◆ Task details ◆
Set out the records again, keeping every word as it is.

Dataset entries
____
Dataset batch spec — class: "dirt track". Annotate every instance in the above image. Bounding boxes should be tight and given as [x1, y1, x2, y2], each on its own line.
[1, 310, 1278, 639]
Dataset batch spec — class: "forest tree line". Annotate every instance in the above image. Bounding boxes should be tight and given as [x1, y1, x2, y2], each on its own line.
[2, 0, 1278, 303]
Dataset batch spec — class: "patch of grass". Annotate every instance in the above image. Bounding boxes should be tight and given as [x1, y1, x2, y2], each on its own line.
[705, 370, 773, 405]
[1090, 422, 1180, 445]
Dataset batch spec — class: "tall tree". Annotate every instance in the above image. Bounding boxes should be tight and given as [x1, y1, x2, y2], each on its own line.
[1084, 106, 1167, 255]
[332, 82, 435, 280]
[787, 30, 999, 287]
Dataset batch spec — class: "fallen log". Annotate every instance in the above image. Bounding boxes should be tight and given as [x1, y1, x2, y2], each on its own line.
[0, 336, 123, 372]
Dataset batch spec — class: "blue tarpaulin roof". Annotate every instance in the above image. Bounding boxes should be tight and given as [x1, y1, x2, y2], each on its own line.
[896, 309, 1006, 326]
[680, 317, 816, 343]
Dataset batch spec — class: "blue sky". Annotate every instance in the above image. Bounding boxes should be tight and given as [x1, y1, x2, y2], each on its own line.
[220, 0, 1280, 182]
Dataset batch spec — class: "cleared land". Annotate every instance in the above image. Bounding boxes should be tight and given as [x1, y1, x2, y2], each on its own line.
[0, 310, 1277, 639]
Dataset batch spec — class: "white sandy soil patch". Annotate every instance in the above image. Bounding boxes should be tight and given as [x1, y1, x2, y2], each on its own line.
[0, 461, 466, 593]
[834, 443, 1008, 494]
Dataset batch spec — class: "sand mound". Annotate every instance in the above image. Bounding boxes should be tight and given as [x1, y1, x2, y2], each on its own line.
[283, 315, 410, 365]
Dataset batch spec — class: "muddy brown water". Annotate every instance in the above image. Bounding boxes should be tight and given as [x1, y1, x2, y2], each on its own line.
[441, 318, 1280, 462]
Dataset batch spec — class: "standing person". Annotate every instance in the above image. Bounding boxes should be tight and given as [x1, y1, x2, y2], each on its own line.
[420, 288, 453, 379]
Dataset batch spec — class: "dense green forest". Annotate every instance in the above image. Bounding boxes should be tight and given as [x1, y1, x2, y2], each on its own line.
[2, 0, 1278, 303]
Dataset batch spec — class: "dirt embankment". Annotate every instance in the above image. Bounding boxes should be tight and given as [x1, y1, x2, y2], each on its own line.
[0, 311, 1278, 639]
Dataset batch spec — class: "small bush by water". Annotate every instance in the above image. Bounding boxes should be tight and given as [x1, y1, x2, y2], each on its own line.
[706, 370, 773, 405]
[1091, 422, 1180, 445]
____
◆ Output ◆
Dataset batch spec — class: "dirt track". Annotate every instance in the above image. Bounding boxes should be tight and given as [x1, y1, x2, y2], each on its own line.
[1, 310, 1278, 639]
Dataset batch spec — class: "forest tree line". Annotate every instance in the above image. Bounding boxes should be tight and given as [x1, y1, x2, y2], each on its own line.
[2, 0, 1278, 303]
Dataset batch spec — class: "patch of grass". Annotate every instance in the above image. Bounding boxes should be tight and given as [x1, y1, x2, y2], each on its own line.
[705, 370, 773, 405]
[1090, 422, 1180, 445]
Dataset batch spec — class: "tall tree". Annotate every instance in the above image. Bounding boxes should be tight and given as [x1, y1, x2, y2], each on its own line.
[1084, 106, 1167, 255]
[332, 82, 435, 280]
[787, 30, 999, 287]
Dataset batch spec — class: "fallen log". Annotate every instance in the above image. Bounding boxes should be tight and given as [x1, y1, x2, y2], each on its own line.
[0, 336, 123, 372]
Dataset batch spec — class: "blue tarpaulin roof". Annotate every instance in the above image. Bounding boxes should be tight and given as [x1, y1, x2, y2], each on its own line.
[896, 309, 1006, 326]
[680, 317, 816, 343]
Dataset batch spec — class: "blue sky". Annotate every instance in the above image. Bounding boxes should be tight and given as [x1, y1, x2, y2], each on its own line.
[220, 0, 1280, 182]
Dataset batch spec — class: "cleared land". Annotate every instance in the above image. Bounding boxes should be tight and given as [x1, y1, x2, y2], each on its own line.
[0, 310, 1277, 639]
Dataset batch spec — class: "white sandy soil patch". Annotate every instance in the above image. Bounding boxes should be tight and given as [x1, y1, x2, y2], each on its own line.
[0, 461, 466, 593]
[834, 443, 1008, 494]
Dataset batch spec — class: "sand mound". Annotate every instance in the above image. Bounding boxes should be tight and given as [x1, y1, x2, y2], each on its own line.
[283, 315, 410, 365]
Dataset batch spec — class: "muddy brown water". Annotate every instance in the above image. Bounding boxes should be tight and given as [x1, y1, x2, y2], each on its own line.
[441, 318, 1280, 462]
Dataset batch spec — class: "standing person". Annotate every instance in the above image. Bounding boxes should be tight and given as [x1, y1, x2, y2], each on its own line.
[420, 288, 453, 379]
Dataset batch spec — class: "dense green forest". Annotate every instance in the above image. Bounding boxes should be tight and given as [x1, y1, x2, y2], each on its own line.
[2, 0, 1278, 303]
Dataset batch spec — class: "dirt embankment". Annotate every instance in the above image. Bounding boxes should be tight and given as [x1, y1, x2, y2], each on its own line.
[0, 311, 1278, 639]
Dataset batch spec — class: "small bush by water". Annotate every instance in the above image. Bounding boxes should be tight and given as [x1, y1, x2, y2], each on its own line.
[706, 370, 773, 405]
[1091, 422, 1180, 445]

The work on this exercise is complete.